BEGIN Records for the exercise
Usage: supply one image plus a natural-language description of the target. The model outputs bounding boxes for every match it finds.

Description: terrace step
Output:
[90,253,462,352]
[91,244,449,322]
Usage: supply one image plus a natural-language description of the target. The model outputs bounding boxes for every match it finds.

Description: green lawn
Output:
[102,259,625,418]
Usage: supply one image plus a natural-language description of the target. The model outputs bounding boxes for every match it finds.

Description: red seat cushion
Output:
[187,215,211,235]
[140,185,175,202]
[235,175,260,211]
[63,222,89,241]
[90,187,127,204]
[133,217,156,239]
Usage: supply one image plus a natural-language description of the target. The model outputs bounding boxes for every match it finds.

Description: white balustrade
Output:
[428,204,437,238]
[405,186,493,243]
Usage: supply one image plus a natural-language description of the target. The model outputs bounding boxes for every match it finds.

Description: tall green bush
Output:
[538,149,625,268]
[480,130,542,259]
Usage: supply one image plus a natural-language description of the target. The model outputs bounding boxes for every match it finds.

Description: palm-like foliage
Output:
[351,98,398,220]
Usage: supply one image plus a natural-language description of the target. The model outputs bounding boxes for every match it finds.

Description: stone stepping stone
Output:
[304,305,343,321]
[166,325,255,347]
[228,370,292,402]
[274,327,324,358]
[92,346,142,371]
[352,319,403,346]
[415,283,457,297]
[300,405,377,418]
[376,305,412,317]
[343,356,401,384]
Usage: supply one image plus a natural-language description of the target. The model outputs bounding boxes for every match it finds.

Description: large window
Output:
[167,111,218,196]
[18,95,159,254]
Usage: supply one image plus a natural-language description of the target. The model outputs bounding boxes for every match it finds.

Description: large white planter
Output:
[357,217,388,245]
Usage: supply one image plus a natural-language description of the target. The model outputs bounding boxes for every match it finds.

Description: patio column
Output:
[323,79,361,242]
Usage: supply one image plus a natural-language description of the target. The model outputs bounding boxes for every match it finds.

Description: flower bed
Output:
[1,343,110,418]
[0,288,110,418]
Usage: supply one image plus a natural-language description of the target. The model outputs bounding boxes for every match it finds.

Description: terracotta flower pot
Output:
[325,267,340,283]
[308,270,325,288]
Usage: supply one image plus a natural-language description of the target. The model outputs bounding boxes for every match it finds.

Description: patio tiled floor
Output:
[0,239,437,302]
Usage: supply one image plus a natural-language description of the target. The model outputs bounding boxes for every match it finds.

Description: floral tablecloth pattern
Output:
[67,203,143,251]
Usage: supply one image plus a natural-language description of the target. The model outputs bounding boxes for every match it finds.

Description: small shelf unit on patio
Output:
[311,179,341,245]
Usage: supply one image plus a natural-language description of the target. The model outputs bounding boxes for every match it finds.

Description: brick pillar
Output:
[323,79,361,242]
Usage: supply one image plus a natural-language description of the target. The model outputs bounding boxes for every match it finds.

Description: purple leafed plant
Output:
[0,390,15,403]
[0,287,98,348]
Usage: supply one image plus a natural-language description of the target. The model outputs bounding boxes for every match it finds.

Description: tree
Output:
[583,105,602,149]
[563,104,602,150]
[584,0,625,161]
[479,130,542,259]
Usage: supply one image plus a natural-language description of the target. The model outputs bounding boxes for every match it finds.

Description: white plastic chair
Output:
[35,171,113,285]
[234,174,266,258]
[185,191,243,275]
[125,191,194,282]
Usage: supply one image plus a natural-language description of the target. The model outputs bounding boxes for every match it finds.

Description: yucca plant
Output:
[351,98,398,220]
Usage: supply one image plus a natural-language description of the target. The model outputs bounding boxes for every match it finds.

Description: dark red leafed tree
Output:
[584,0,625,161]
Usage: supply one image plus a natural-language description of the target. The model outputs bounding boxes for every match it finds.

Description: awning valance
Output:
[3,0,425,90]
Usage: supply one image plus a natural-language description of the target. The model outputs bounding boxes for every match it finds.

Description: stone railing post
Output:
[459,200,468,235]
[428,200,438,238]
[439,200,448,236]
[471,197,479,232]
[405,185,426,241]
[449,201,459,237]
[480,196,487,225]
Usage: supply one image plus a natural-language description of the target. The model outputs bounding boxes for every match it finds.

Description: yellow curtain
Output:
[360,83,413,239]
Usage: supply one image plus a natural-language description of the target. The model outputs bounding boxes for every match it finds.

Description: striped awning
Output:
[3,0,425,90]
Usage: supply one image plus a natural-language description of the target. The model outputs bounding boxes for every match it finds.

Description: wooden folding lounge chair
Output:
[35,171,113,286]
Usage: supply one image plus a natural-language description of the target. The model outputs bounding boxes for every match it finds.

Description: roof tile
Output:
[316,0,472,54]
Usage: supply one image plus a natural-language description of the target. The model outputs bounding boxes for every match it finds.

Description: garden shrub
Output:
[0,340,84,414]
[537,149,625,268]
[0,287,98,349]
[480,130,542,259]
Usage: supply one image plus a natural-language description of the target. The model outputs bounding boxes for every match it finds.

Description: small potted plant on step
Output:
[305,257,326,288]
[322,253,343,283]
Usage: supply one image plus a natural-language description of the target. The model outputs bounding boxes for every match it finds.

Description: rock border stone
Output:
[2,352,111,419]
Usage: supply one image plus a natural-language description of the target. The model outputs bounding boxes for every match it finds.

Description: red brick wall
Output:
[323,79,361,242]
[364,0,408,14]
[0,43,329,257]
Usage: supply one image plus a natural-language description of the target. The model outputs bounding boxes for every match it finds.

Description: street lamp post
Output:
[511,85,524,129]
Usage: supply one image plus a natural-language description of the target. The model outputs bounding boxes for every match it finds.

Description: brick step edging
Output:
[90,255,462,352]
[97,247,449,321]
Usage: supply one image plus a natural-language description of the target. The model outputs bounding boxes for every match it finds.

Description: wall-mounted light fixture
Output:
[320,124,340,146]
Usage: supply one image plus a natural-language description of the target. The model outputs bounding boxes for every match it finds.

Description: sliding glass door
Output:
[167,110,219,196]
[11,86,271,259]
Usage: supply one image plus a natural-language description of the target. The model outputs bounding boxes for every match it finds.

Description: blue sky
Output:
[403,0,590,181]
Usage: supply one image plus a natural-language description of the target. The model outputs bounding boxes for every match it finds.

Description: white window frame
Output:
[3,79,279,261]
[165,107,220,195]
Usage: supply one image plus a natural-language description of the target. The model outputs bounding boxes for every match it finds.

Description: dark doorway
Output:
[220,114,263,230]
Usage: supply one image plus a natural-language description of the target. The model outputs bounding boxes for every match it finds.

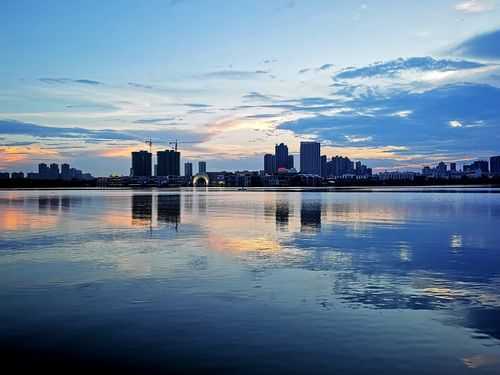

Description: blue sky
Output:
[1,0,500,175]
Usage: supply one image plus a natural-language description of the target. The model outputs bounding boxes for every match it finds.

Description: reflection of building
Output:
[157,150,180,176]
[300,141,321,175]
[198,161,207,174]
[131,151,152,177]
[131,194,152,224]
[157,194,181,226]
[275,200,289,228]
[301,198,321,232]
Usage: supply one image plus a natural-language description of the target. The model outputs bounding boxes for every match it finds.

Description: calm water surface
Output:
[1,188,500,374]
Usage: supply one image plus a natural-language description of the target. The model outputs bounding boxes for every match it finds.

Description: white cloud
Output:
[344,135,373,143]
[455,0,495,13]
[449,120,463,128]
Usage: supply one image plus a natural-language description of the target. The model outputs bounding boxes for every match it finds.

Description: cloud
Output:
[450,29,500,60]
[133,118,177,124]
[278,82,500,166]
[298,68,311,74]
[128,82,154,89]
[197,70,269,80]
[182,103,212,108]
[334,57,486,80]
[39,78,103,85]
[318,63,335,71]
[242,91,274,102]
[454,0,495,13]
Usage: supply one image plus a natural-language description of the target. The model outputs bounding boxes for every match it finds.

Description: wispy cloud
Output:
[454,0,495,13]
[196,70,269,80]
[39,78,103,85]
END Records for the exercise
→ Exercise
The expected output is every entry above, retyped exactly, with the pictures removed.

→ Response to this task
Usage: supply one image plus a natural-language description of the target. The model outputs bounding boxes for every match it finds.

Description: terrace step
Output:
[90,253,462,352]
[91,244,449,322]
Usage: supply one image plus a natural-language description of the target. The model outputs bounding boxes for every match it finds.

Description: green lawn
Output:
[102,259,625,418]
Usage: supply one image plus a natural-language description of the target. The model outputs bounding boxes for every match it finds.

Description: red seat cushion
Output:
[187,215,211,235]
[140,185,175,202]
[235,175,260,211]
[63,222,89,241]
[90,187,127,204]
[133,217,156,239]
Usage: supply one image plus a natural-language description of the target. The model outputs bounding boxes for every match it finds.

Description: white balustrade
Output:
[428,204,437,238]
[405,186,493,243]
Usage: supply one image plus a natural-language description of the target. The model outputs bounding boxes for every match it finds.

Description: tall green bush
Output:
[538,149,625,268]
[480,130,542,259]
Usage: supply one image plus a natural-language description of the target. The model outputs bounding boxes for every match it finds.

Description: palm-like foliage
Output:
[351,98,398,220]
Usage: supply one image plus a natural-language description of the target. The model outputs bounding boxes for every match it finds.

Description: stone stepping stone
Output:
[304,305,343,321]
[166,325,255,347]
[228,370,292,402]
[274,327,324,358]
[92,346,142,371]
[352,319,403,346]
[415,283,457,297]
[300,405,377,418]
[376,305,412,317]
[343,356,401,384]
Usage: supply one image plus a natural-language description of the target. The model outputs bounding boxes for every match it finds.

Description: large window
Output:
[167,111,218,196]
[18,95,159,254]
Usage: supply one image plus a natural-language description of the target. The model outputs bounding boxes for every match it finds.

Description: large white planter
Output:
[357,217,388,245]
Usage: supply one image plus a natural-language description of the target. The model outputs bounding boxes for every match it finds.

Description: patio column
Output:
[323,79,361,242]
Usage: supply one image plus a natural-language description of the target. The model outputs bounding boxes for every match it finds.

Description: flower bed
Output:
[1,343,110,418]
[0,288,110,418]
Usage: supply one image plus a natural-language description of the target. The model outputs bounding boxes for every match it finds.

Description: terracotta flower pot
Output:
[325,267,340,283]
[308,270,325,288]
Usage: supply one image plus a natural-language description of the target. The model outputs bounding boxes for every match it finds.

Description: patio tiled floor
Output:
[0,239,437,302]
Usage: supply one image plus a natural-language description of the target. The model outputs bounding boxes for every match it finds.

Description: floral tablecloth pattern
Output:
[67,203,143,251]
Usage: supply one image plus a natural-language description of the target. The model outputs bounding boxes for every match it finds.

Description: small shelf unit on patio
Output:
[311,179,341,245]
Usage: supply one image plus a natural-language description of the target. The model outputs bounding boxes for every match it finds.

Description: brick pillar
Output:
[323,79,361,242]
Usage: supply one image plus a natural-language description of the target. The model outputs bounding boxes for every match it finds.

Description: purple leafed plant
Output:
[0,390,15,403]
[0,287,98,348]
Usage: supply one image plus a natural-language description of the target. The model outputs bounding boxes for every match it finds.

Description: tree
Output:
[583,105,602,149]
[563,104,602,150]
[584,0,625,161]
[479,130,542,259]
Usage: supply one image plus a natural-language description of the target. The model outputs bounding boxes for every match it finds.

Description: white plastic chair
Output:
[35,171,113,285]
[234,174,266,258]
[185,191,243,275]
[125,191,194,282]
Usage: supply one image plus a natural-language description of the target. The model outputs bounding boxes for every match it finds.

Description: yucca plant
Output:
[351,98,398,220]
Usage: supply one image plus a natural-language description of the target. The model outputs bounding boxes for every match it finds.

Description: dark red leafed tree
Output:
[584,0,625,161]
Usage: supply one image plus a natural-language description of the target. The model outputs bounding boxes for every match it finds.

Description: awning valance
Output:
[3,0,425,90]
Usage: supply one image plus a natural-language description of the target. The model outputs bounding boxes for every match it finds.

Description: stone railing post
Output:
[459,200,468,235]
[428,200,438,238]
[439,200,448,236]
[471,197,479,232]
[405,185,426,241]
[449,201,459,237]
[480,196,487,225]
Usage: supply one image plus a natural-language description of the target. The model outputs bounding boxes for every match it finds.

Description: yellow curtain
Output:
[360,83,413,239]
Usage: supply one image plus a natural-language description of the target. The model outputs bounding boxes for every match it finds.

Description: striped awning
Output:
[3,0,425,90]
Usage: supply one image plus a natural-language description of the target. The model outputs bounding boxes for every match it finds.

Description: wooden folding lounge chair
Output:
[35,171,113,286]
Usage: supply one image plus a natural-language description of the target. The model outputs bounding boxes for every match it finds.

Description: roof tile
Output:
[316,0,472,54]
Usage: supply one image plus a natural-language description of the target. The model outputs bounding boxes for every match it finds.

Description: garden shrub
Output:
[0,340,84,414]
[537,149,625,268]
[0,287,98,349]
[480,130,542,259]
Usage: supply one image plus a natural-language description of the target. The model outputs bounding boxes for every match it finds.

Description: small potted plant on step
Output:
[305,257,326,288]
[322,253,343,283]
Usage: supply one image plus a natural-language description of the target. The model outputs bounding boxes for every match it finds.

Description: rock border stone
Output:
[2,352,111,419]
Usage: supply one image plus a natural-language description of the target. The model outputs bounding boxes for every match it finds.

Description: red brick wall
Output:
[323,79,361,242]
[364,0,408,14]
[0,43,329,257]
Usage: supply one image plus a natural-language description of the target. The model outputs bounding boxes for every match it finds.

Description: street lamp post
Output:
[511,85,524,129]
Usage: supply one image plus a natural-language description of the target. The model outputs bounding boxes for every match it finds.

Description: brick step edging
Output:
[90,255,462,352]
[97,247,449,321]
Usage: supply one image plus a natural-language description of the target. The model outputs bounding boxes for every match it finds.

Description: wall-mounted light fixture
Output:
[320,124,340,146]
Usage: supply one image plus a natural-language description of the target. The model outputs bounding boxes for every match it finds.

Description: sliding glass door
Output:
[167,110,219,196]
[11,86,271,259]
Usage: supply one image plus a natural-language description of the target. The model outputs bounding boxes for every match it finds.

Description: blue sky
Output:
[403,0,590,181]
Usage: supply one image plus a natural-language description of the target. The model outputs bounding boxes for every match it finds.

Description: white window frame
Output:
[3,79,279,261]
[165,107,220,195]
Usage: supply one image plus a natural-language description of the target. The model outputs bounding boxes for every match it finds.

Description: dark doorway
Output:
[220,114,263,230]
Usage: supply one image plus a natural-language description of the target. The model outputs bounding boxes for every match it finds.


Description: blue sky
Output:
[1,0,500,175]
Usage: supply one image plus a natural-language description of the target. The model outputs bounding boxes for every match it finds.

Description: reflection of building
Output:
[157,150,180,176]
[300,141,321,175]
[198,161,207,174]
[131,151,152,177]
[131,194,152,224]
[157,194,181,226]
[275,200,289,228]
[301,198,321,232]
Usage: supply one image plus a natural-language description of the target. The model outputs bounding boxes for every match it finds.

Description: calm water surface
Output:
[1,188,500,374]
Usage: supply one image plus a natural-language description of the target. The model outputs bounding boxes for every match it finds.

Description: white cloud
Output:
[344,135,373,143]
[455,0,495,13]
[449,120,463,128]
Usage: supply one image plus a natural-language description of the target. The model outputs bounding boxes for every match it finds.

Description: cloud
Output:
[450,29,500,60]
[133,118,177,124]
[278,82,500,166]
[298,68,311,74]
[128,82,154,89]
[197,70,269,80]
[182,103,212,108]
[334,57,486,80]
[39,78,103,85]
[318,63,335,71]
[242,91,274,102]
[454,0,495,13]
Usage: supply one image plus a natural-language description of the target. The model outputs bounding boxes for every match it finds.

Description: wispy cloud
Output:
[454,0,495,13]
[196,70,269,80]
[39,78,103,85]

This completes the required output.